> DOCUMENT PASSAGE:
....

UR: What is the single biggest issue facing Indio, why and what are you doing – or will you do – to correct it?

Strange: What?  Addressing the rising cost of operating and maintaining the city.

Why?   When I look at our city, I think about how we will address current/future trends in economic development, our aging infrastructure needs, our growing population, our social needs, and other unforeseen challenges. I’m concerned about our demands on city resources and our ability to respond organizationally, fiscally and programmatically.  This is why I am adamant about sound and prudent fiscal policies and practices.  I want to ensure our residents that we are reliable stewards of the city’s revenues and that we can administer fiscal policies that address; pension liabilities, aging parks and infrastructure, and increases in staffing/personnel expenses. Although, the city’s revenue has increased by $22 million over the past four years, we are still challenged by growing operational expenses. Additionally, increased Internet sales are having a detrimental impact on retail sales tax revenues.

What we are doing?  The city has initiated an economic development strategy that will focus on:

  • Strategic Marketing and Participation in Target industries i.e. Hospitality, Retail, Medical, Education, Industrial, and Technology
  • Partnering with existing Workforce Development Programs to develop a highly-educated, skilled and adaptable workforce.
  • Increased support for local Small Business and Entrepreneurs- local vendor preferences, one-stop permitting, shared-work spaces and incubators
  • Diversifying the City’s Tax Base by aggressively seeking and attracting industrial and warehousing/distribution businesses that have substantial business-to-business or other non-retail taxable sales potential.

UR: Where (in what area) do you think you can make the biggest difference?

....

> DATASET EXTRACT:
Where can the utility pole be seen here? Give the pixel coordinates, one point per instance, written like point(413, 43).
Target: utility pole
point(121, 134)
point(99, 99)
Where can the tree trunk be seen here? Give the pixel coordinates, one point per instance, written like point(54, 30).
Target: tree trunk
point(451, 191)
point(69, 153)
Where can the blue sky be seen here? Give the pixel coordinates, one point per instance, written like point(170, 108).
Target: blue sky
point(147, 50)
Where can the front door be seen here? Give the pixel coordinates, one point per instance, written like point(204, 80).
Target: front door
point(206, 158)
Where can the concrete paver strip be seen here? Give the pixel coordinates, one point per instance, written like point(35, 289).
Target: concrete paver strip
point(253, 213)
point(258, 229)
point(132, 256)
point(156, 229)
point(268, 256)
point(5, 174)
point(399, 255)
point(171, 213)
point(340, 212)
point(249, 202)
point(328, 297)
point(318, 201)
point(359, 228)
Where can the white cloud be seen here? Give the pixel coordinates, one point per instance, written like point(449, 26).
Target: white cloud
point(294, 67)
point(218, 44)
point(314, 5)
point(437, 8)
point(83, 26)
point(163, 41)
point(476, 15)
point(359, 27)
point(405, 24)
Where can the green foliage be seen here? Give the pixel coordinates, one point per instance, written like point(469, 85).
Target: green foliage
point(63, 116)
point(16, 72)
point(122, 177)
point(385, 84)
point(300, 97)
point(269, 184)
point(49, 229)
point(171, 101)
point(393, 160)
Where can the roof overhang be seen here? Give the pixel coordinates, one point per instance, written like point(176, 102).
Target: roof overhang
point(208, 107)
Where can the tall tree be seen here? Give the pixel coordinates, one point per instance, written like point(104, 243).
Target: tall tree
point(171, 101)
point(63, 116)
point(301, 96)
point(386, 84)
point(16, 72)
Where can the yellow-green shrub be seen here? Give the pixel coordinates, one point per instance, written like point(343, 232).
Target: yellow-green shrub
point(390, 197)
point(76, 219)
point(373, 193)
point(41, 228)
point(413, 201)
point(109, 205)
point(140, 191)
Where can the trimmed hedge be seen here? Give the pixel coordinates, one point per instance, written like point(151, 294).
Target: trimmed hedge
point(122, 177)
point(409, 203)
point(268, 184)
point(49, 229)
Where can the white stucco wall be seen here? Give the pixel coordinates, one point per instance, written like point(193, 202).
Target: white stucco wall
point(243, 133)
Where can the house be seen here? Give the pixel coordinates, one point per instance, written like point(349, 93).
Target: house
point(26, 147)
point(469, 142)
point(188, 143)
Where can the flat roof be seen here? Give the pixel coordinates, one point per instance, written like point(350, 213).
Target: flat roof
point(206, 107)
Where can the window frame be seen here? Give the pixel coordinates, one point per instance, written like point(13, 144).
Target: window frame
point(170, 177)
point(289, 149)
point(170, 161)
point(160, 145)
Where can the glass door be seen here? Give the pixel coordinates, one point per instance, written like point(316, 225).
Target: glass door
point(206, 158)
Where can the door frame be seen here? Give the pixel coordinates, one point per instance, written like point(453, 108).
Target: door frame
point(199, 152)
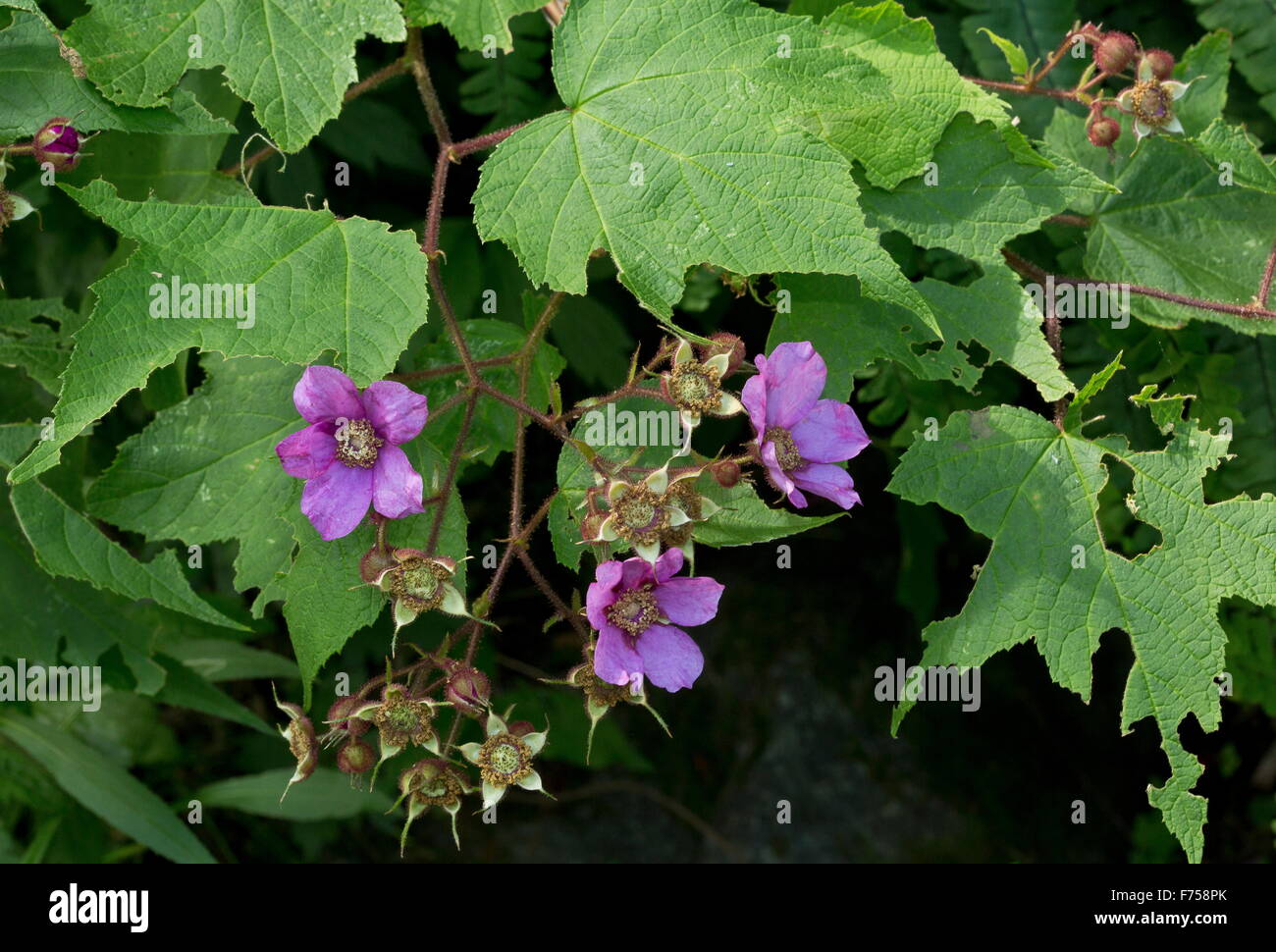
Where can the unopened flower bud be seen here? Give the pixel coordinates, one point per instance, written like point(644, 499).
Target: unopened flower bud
point(726, 344)
point(58, 143)
point(468, 691)
point(590, 526)
point(355, 757)
point(726, 472)
point(1160, 63)
point(1115, 51)
point(1102, 132)
point(374, 564)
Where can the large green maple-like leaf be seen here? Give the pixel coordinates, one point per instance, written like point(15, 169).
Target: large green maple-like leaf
point(978, 196)
point(853, 332)
point(1253, 25)
point(324, 600)
point(689, 148)
point(205, 471)
point(1178, 226)
point(892, 135)
point(67, 544)
point(292, 59)
point(37, 83)
point(471, 22)
point(30, 344)
point(351, 286)
point(1049, 577)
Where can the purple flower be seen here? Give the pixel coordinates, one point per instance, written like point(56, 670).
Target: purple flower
point(58, 143)
point(799, 437)
point(634, 607)
point(349, 453)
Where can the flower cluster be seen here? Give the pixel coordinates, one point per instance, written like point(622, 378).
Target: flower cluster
point(351, 458)
point(1148, 101)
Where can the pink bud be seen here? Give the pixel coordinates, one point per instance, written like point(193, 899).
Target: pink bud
point(58, 143)
point(1114, 51)
point(1160, 63)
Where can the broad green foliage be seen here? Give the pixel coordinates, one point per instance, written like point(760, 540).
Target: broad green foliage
point(30, 344)
point(351, 286)
point(505, 87)
point(67, 544)
point(37, 83)
point(684, 152)
point(1050, 578)
point(1174, 226)
point(854, 331)
point(105, 789)
point(892, 135)
point(204, 471)
point(894, 190)
point(979, 196)
point(292, 59)
point(326, 795)
point(324, 599)
point(476, 25)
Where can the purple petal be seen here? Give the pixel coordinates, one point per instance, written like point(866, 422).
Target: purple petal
point(795, 378)
point(829, 433)
point(829, 481)
point(689, 602)
point(337, 500)
point(670, 659)
point(326, 394)
point(396, 411)
point(307, 451)
point(753, 395)
point(613, 658)
point(601, 594)
point(396, 485)
point(637, 572)
point(668, 564)
point(777, 476)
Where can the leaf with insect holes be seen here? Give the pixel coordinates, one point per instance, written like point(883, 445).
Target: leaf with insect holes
point(36, 84)
point(979, 196)
point(319, 284)
point(694, 147)
point(477, 25)
point(204, 471)
point(1050, 579)
point(853, 331)
point(1254, 30)
point(324, 599)
point(292, 59)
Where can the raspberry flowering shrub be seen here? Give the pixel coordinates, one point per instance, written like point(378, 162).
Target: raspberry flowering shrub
point(632, 632)
point(701, 250)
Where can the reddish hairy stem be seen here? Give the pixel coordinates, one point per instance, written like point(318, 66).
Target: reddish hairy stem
point(1264, 286)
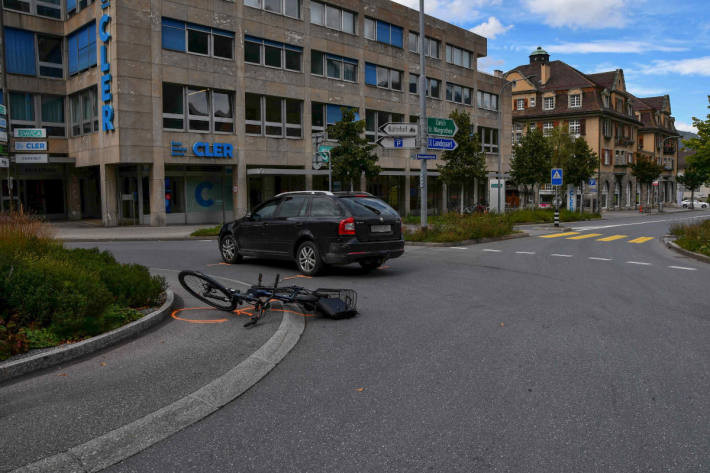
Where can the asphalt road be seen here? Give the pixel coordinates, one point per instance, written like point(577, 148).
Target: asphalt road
point(561, 354)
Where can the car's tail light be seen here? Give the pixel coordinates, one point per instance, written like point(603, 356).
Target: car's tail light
point(347, 226)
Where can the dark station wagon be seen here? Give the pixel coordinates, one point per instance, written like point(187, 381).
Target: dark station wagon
point(315, 229)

....

> EXERCISE: Continue the Indio interview from the point where it stops. The records are separate material with no connection to the Indio interview.

> RESULT OF THIS EXERCISE:
Strange: Because of my work experience in the public and private sectors, I offer our residents a practical understanding and success in relationship building, firsthand community service activities (specifically with youth programs), and credibility with other local, regional and state leaders.  I am confident that I can continue to succeed in connecting the right people and resources for the benefit of our community. I am currently the Chairman of the Board for the Sunline Transit Agency. I serve as the Chairperson for the Technology/Business/Education Committee of CVEP. I also serve as a member of the City’s 2×2 Committee for DSUSD, CVUSD, and COD.  Therefore, the area I believe I can have the biggest impact, would be in programs that serve Indio’s youth and young adults.  This demographic is the future of Indio.

My primary motivation, as a council member, is to respond effectively with programs and policies that ensure the ongoing health of their community, provide them with opportunities that ensure their prosperity and further address their social and cultural needs.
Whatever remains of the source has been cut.